**WHAT TO DO**:
Reproduce the following records exactly from the line containing "Expected behaviour: place one point on the fitted" onward, ending with the last line and including it.

**PROVIDED DATA**:
** begin **
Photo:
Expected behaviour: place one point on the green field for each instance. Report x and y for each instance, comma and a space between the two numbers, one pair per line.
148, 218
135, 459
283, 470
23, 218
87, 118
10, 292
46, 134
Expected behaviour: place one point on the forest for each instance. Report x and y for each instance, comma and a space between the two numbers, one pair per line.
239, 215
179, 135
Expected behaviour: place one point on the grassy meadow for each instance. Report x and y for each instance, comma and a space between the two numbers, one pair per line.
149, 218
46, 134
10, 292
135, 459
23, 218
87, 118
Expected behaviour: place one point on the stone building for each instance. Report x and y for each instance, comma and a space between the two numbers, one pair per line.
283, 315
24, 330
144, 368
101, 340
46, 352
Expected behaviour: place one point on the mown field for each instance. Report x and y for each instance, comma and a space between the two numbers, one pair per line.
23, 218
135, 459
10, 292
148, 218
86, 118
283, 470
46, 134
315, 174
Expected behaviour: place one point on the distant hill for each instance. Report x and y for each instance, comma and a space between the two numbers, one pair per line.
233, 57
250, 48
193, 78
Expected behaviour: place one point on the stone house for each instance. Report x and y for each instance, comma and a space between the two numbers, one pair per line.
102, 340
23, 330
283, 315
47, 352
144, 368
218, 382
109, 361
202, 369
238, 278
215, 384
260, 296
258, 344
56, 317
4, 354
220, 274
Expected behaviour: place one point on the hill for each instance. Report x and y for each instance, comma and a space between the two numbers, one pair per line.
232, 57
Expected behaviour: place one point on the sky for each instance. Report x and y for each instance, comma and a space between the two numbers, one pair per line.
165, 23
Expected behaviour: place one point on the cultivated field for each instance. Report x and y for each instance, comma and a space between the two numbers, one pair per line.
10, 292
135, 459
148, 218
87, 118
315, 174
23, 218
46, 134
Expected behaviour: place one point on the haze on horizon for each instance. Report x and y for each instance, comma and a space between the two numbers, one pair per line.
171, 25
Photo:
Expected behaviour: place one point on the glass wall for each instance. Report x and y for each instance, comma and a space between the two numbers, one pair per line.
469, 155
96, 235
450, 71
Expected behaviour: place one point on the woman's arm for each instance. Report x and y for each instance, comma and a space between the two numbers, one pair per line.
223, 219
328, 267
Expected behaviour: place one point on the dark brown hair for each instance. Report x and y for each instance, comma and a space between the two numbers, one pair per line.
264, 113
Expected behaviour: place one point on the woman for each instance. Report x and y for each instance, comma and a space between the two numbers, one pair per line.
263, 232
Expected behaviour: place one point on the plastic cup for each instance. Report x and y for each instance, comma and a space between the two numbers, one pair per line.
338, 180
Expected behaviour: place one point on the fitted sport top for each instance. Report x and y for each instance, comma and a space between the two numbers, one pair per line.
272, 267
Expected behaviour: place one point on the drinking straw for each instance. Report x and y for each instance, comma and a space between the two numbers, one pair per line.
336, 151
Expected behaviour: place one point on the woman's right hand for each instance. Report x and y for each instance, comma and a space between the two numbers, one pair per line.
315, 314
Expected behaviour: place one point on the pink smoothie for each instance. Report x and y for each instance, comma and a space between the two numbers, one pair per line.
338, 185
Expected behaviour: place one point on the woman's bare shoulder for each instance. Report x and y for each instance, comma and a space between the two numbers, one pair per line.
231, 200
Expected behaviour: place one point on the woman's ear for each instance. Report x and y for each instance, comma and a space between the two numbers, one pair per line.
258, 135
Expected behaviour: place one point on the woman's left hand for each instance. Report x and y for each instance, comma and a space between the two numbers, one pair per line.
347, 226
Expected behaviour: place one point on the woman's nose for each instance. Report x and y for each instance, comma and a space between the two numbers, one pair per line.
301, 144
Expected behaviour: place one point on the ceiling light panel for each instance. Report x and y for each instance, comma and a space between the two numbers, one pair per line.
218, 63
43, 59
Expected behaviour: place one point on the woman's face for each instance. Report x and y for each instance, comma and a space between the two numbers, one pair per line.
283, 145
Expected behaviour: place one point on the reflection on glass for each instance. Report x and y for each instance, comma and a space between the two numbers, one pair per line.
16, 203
** end **
**FULL ANSWER**:
Expected behaviour: place one point on the fitted sport top for each instance. Report x and y for each instance, comma and a space between the two numbers, one pair per line.
272, 267
Expected behaviour: place one point on the drinking straw for each instance. Report x and y for each instance, comma and a space between the two numbers, one pair per line.
336, 151
Expected behaviour: place one point on the woman's right hand for each instance. Report x and y for each instance, comma and a space between the two numbers, one pair per line.
315, 314
Expected behaviour: place one point on the pink smoothie for each instance. Report x and y for each instance, comma and a space between the two numbers, one pair per line.
338, 185
Expected behaviour: place one point on the woman's bare shoulder for each instance. Report x and y for each instance, comma and a space between the two numbers, one pair per line.
231, 200
Expected behaviour: place one point on the woman's ear for each instance. Report x and y for each instance, comma and a space between the two numbers, one pair per line.
258, 135
Expected behaviour: place one point on the woman's left hand for each instance. Report x and y for each instance, comma and a space between the two numbers, one pair per line.
347, 226
Expected behaviour: place one point on the woman's nose for each instance. Report x and y for each instance, comma and a space between the two numbers, one pair per line.
301, 144
Expected behaviour: place one point on the ceiling light panel for each instance. Report x and y for each instance, comma and a space between the two numbers, one pair per line.
218, 63
43, 59
Expected behaviour: place one point on the woman's face for each instance. Report x and y for each instance, comma and a space between the two numbers, one pair per line.
283, 145
Expected behaviour: place one point on the reflection on glass for each instance. Report x and y for each instance, comma and a space between the two numbers, one pair per line.
16, 203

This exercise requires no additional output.